## start Given entries

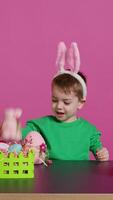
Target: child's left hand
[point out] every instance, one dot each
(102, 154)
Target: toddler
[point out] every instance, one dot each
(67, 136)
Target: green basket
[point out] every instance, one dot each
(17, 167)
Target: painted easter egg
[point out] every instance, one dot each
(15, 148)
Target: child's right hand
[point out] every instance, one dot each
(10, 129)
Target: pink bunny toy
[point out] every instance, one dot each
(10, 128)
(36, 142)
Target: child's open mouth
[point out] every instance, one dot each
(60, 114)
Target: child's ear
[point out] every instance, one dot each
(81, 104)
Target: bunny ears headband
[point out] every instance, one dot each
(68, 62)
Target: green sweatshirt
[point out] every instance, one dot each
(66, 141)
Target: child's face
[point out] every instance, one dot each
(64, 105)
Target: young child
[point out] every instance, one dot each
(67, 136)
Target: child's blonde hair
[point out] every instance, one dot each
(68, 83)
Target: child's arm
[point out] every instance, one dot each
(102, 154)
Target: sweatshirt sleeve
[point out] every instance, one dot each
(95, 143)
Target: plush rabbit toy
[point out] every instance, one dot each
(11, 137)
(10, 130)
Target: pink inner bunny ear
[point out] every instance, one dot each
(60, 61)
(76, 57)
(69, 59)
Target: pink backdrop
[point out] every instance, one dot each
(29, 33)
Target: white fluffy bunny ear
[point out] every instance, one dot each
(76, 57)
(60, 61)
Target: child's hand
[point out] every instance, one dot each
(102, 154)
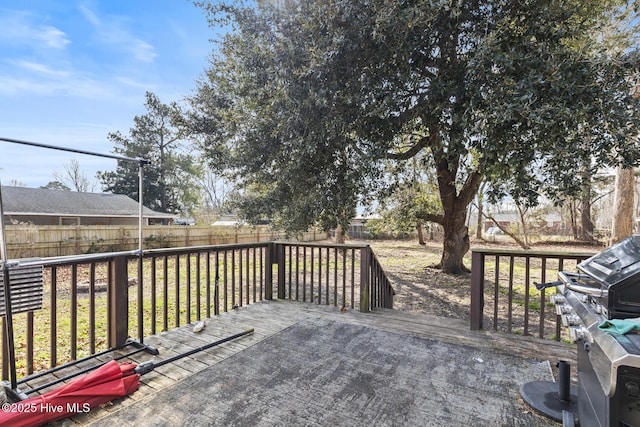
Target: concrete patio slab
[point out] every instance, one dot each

## end Given entries

Copy the listing in full and without alteration, omitting every picture.

Target: child's left hand
[point out] every instance, one dot each
(102, 154)
Target: toddler
[point out] every instance, one dot each
(67, 136)
Target: green basket
[point out] every instance, one dot each
(17, 167)
Target: painted easter egg
[point out] every instance, one dot each
(15, 148)
Target: child's right hand
[point out] every instance, one dot each
(10, 129)
Target: pink bunny toy
[point out] every instance, one dot each
(10, 128)
(36, 142)
Target: child's open mouth
[point out] every instance, one dot each
(60, 114)
Target: child's ear
[point out] every instance, one dot each
(81, 104)
Target: bunny ears headband
[point out] every instance, one dot each
(68, 62)
Target: green sweatshirt
[point out] every instance, one dot each
(66, 141)
Target: child's face
[point out] every instance, one dot each
(64, 105)
Target: young child
[point out] every instance, one dot each
(67, 136)
Target: child's blonde hair
[point out] every instance, one dot each
(68, 83)
Target: child's arm
[point out] every instance, one dot each
(102, 154)
Target: sweatshirt sleeve
[point out] every instance, one dot each
(95, 143)
Target: plush rabbit toy
[point out] every instance, one dot each
(11, 137)
(10, 130)
Target: pink inner bunny ear
[point out] every instance, one dot each
(60, 61)
(76, 57)
(69, 59)
Target: pink backdrop
[point out] every instance, one dot each
(29, 33)
Target: white fluffy bunny ear
[point out] every instance, one dot each
(76, 57)
(60, 61)
Target: child's hand
[point out] every instance, one dot each
(102, 154)
Target: concrete patio slab
[point out] every instance, one dot each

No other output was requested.